=== Begin Enclosure ===

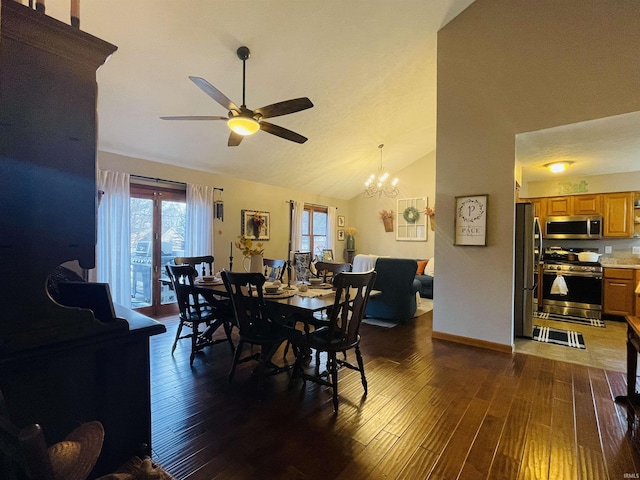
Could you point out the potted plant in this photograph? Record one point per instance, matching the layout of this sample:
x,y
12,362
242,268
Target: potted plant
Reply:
x,y
253,253
351,240
387,219
431,213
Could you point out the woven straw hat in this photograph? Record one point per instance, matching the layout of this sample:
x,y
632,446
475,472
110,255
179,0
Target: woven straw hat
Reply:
x,y
76,455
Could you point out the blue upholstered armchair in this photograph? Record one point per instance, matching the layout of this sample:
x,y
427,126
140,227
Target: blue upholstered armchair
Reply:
x,y
396,279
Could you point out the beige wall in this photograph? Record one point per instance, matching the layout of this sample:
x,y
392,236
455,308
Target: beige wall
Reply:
x,y
417,180
615,182
507,67
238,194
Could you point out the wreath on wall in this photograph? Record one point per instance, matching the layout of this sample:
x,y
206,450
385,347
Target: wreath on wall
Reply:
x,y
411,214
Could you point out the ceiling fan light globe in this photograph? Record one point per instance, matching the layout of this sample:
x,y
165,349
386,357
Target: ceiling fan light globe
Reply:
x,y
243,125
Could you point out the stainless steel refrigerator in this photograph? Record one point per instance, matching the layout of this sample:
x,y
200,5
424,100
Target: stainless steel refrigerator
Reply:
x,y
528,254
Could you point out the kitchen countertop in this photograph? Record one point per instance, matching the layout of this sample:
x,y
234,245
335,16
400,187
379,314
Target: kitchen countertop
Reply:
x,y
620,265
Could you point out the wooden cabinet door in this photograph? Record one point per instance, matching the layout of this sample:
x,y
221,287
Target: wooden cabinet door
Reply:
x,y
618,214
618,291
558,206
587,204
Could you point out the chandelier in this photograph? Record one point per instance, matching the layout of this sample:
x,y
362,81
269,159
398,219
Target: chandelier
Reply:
x,y
379,184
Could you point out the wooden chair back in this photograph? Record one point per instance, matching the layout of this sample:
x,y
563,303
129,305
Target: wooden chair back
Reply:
x,y
245,292
352,295
301,264
328,270
183,278
204,263
273,269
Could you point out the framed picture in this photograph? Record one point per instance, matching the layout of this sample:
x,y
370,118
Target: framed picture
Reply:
x,y
471,220
327,255
255,225
411,222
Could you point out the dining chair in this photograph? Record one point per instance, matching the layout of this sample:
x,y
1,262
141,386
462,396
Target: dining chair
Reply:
x,y
273,269
255,327
204,263
301,266
194,313
328,270
341,334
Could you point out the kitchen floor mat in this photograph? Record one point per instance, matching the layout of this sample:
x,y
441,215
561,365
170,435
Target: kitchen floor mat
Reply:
x,y
592,322
556,336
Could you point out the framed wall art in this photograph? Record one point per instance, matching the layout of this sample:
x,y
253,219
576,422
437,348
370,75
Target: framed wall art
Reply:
x,y
255,225
471,220
411,222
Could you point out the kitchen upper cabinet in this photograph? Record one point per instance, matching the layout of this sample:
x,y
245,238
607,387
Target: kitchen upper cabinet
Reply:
x,y
618,291
587,204
559,206
618,214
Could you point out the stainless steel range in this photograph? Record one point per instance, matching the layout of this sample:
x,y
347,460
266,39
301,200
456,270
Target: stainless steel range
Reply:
x,y
582,295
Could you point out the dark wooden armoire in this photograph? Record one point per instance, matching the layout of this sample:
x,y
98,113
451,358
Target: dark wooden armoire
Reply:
x,y
60,366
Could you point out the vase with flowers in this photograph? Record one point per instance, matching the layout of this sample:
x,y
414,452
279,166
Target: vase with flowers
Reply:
x,y
258,223
387,219
431,213
253,252
351,239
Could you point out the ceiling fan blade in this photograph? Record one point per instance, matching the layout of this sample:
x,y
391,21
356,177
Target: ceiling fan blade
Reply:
x,y
214,93
234,139
282,132
284,108
195,117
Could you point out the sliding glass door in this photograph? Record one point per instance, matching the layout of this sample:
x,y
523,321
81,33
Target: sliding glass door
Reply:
x,y
158,218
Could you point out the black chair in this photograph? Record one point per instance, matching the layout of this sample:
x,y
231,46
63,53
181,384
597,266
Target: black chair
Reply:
x,y
204,263
301,264
194,313
328,270
254,325
341,334
273,269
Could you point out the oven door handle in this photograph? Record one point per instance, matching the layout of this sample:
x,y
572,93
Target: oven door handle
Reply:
x,y
597,276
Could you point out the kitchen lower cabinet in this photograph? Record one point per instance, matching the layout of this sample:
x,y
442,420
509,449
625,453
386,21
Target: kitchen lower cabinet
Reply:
x,y
619,291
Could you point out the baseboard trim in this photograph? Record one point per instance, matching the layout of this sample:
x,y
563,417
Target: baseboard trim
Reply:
x,y
474,342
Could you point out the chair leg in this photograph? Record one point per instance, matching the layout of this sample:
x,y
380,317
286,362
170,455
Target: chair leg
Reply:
x,y
228,327
333,370
175,342
361,366
236,357
194,342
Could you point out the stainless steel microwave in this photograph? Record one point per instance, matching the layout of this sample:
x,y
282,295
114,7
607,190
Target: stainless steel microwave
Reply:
x,y
574,227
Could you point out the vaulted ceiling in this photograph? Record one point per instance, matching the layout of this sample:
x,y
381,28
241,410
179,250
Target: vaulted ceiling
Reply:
x,y
369,67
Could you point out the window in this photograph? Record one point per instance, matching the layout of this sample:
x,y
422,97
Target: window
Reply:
x,y
157,219
314,229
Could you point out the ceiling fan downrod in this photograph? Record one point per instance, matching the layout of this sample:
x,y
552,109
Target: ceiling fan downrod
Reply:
x,y
243,54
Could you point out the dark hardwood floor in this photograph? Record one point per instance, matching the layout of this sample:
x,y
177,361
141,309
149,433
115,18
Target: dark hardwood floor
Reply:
x,y
435,410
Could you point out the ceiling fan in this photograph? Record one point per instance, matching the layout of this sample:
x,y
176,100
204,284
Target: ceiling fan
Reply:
x,y
243,121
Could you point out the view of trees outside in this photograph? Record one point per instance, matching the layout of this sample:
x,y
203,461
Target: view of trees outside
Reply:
x,y
172,234
314,231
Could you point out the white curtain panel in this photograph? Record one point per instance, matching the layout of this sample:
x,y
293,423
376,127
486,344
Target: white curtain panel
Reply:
x,y
296,226
199,227
331,229
113,257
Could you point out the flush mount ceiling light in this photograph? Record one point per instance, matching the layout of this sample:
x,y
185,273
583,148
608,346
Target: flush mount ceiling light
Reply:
x,y
557,167
379,184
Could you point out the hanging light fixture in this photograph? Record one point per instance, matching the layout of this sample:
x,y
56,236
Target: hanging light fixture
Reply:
x,y
379,184
557,167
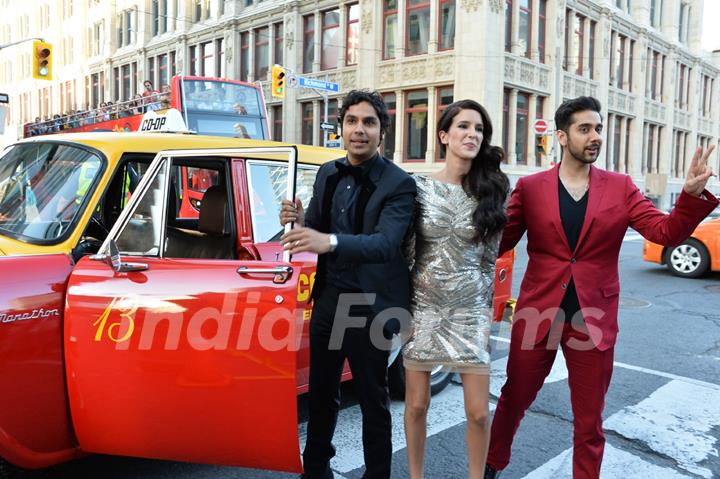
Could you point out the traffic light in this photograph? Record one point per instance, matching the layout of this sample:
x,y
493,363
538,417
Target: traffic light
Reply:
x,y
542,144
278,81
42,60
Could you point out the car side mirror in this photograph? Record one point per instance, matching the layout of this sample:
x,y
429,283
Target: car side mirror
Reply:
x,y
112,259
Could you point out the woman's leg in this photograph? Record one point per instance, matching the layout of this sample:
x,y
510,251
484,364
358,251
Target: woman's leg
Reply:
x,y
477,411
417,401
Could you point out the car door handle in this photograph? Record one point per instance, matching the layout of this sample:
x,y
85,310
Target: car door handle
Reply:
x,y
132,267
280,273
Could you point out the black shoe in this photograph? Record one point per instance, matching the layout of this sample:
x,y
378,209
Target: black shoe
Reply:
x,y
491,473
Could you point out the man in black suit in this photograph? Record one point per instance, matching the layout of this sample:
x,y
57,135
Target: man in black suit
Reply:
x,y
356,221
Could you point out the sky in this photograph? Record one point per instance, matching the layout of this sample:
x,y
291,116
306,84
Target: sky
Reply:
x,y
711,33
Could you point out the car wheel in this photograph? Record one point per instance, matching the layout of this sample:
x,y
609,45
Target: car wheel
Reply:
x,y
689,259
439,379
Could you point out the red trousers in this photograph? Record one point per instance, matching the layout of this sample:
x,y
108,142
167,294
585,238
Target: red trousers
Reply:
x,y
589,373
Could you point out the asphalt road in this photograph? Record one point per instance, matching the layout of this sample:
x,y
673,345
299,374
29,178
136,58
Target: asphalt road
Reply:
x,y
662,417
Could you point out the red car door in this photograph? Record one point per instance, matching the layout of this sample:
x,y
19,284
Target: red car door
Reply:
x,y
187,353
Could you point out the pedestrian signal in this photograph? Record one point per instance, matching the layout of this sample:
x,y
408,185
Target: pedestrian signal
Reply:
x,y
42,60
278,81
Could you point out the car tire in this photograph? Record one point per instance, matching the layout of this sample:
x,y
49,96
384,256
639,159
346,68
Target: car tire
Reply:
x,y
688,260
439,379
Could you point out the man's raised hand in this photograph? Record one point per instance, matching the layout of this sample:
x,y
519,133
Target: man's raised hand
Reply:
x,y
699,172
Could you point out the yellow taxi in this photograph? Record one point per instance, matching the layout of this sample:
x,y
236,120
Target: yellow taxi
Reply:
x,y
696,256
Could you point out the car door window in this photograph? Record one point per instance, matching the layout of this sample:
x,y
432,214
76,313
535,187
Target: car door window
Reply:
x,y
142,234
267,188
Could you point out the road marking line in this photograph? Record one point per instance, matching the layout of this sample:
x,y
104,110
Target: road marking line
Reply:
x,y
675,420
641,369
616,463
446,410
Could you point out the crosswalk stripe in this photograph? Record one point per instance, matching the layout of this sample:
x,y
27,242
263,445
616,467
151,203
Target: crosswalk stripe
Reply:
x,y
675,420
446,410
653,372
616,463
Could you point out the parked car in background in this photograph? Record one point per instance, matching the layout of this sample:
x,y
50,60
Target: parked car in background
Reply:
x,y
696,256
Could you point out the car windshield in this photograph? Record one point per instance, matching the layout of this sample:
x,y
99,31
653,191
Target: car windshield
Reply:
x,y
43,187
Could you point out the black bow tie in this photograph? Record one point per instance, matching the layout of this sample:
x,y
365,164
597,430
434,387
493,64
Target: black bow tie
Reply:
x,y
354,171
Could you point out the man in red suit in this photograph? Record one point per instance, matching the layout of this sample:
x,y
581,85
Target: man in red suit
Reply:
x,y
576,216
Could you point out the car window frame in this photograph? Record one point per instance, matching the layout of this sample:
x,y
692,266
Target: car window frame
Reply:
x,y
65,235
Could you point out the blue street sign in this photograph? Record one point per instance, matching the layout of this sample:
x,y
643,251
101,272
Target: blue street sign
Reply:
x,y
318,84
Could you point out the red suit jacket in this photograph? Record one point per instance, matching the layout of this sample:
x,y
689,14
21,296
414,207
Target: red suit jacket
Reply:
x,y
614,203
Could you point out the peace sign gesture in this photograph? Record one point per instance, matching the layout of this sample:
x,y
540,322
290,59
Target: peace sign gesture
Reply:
x,y
699,172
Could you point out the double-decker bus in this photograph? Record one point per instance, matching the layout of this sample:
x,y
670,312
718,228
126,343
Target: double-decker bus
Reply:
x,y
209,106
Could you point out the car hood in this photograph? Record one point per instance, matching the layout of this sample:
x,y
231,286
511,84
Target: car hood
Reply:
x,y
12,247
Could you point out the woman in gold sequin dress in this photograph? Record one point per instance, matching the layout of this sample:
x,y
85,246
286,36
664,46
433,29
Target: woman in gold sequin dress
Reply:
x,y
459,216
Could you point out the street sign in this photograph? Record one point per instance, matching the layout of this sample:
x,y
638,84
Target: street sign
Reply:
x,y
318,84
540,126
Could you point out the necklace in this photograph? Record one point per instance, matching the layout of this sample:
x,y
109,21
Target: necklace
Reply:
x,y
576,192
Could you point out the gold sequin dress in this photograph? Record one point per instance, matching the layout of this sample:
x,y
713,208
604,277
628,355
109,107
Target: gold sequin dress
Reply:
x,y
452,281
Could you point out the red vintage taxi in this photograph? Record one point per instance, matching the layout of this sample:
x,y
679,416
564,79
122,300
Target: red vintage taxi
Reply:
x,y
146,309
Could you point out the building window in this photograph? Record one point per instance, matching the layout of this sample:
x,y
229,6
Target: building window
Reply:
x,y
542,26
330,39
332,117
417,27
656,7
446,31
193,69
207,62
684,22
389,28
539,109
126,93
220,58
506,124
508,26
155,21
277,122
619,58
278,45
578,39
525,27
307,123
353,34
705,105
416,109
162,70
262,52
388,146
651,148
444,99
244,56
308,43
151,70
591,50
522,126
197,11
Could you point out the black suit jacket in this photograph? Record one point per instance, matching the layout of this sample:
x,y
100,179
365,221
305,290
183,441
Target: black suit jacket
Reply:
x,y
383,212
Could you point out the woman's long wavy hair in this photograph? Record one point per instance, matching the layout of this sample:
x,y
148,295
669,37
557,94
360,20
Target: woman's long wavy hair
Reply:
x,y
485,181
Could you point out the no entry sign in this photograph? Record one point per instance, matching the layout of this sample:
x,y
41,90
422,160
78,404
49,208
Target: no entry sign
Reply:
x,y
540,126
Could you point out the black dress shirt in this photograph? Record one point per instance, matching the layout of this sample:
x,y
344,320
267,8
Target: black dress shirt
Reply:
x,y
342,219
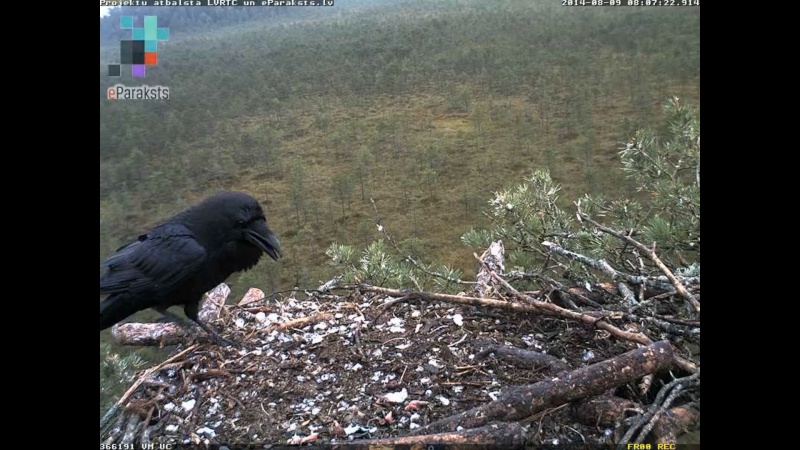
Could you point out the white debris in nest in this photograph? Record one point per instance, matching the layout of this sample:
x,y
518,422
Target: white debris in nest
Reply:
x,y
389,377
206,432
396,397
213,408
326,377
396,325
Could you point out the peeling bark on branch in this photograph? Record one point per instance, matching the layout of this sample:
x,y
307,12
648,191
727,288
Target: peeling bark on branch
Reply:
x,y
526,359
525,401
502,436
493,260
170,333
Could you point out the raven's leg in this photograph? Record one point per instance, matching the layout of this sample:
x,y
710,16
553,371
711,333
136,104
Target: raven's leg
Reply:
x,y
171,315
192,309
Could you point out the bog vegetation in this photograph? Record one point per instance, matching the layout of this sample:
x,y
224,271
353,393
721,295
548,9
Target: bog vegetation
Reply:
x,y
465,121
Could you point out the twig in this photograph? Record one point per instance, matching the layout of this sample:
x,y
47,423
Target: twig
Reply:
x,y
319,317
147,373
650,253
658,407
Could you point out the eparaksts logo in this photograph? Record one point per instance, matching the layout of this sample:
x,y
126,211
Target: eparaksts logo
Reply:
x,y
144,92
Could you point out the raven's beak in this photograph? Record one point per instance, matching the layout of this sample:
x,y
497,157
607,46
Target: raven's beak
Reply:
x,y
260,236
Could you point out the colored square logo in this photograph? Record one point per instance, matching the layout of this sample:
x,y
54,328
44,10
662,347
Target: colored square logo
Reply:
x,y
141,49
126,22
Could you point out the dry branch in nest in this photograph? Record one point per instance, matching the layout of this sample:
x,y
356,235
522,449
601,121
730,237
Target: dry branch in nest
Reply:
x,y
386,367
525,401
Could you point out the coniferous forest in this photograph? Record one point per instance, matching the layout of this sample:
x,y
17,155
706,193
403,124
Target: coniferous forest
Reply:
x,y
429,108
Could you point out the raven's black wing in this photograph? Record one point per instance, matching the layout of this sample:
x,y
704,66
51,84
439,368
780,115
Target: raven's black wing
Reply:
x,y
156,262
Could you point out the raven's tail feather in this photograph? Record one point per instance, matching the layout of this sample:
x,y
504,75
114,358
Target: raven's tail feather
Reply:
x,y
116,308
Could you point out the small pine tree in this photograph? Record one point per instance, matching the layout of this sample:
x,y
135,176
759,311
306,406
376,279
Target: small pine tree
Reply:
x,y
116,374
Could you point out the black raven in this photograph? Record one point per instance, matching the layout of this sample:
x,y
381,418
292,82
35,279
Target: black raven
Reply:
x,y
184,257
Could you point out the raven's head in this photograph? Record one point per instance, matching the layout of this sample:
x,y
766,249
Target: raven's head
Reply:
x,y
229,217
244,215
252,225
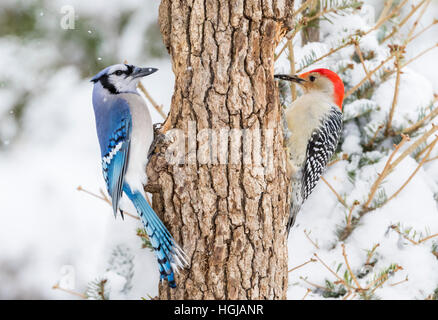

=== End Enclosure ===

Please copy out each line in the entries that mentions the string "road".

● **SOLUTION TO THE EXERCISE**
Could you point out the asphalt road in this photograph? Record one point per instance, matching the layout of this sample:
Target: asphalt road
Could you point out the road marking line in this photograph? Record one point per instance, matching the layout of this sample:
Target: road marking line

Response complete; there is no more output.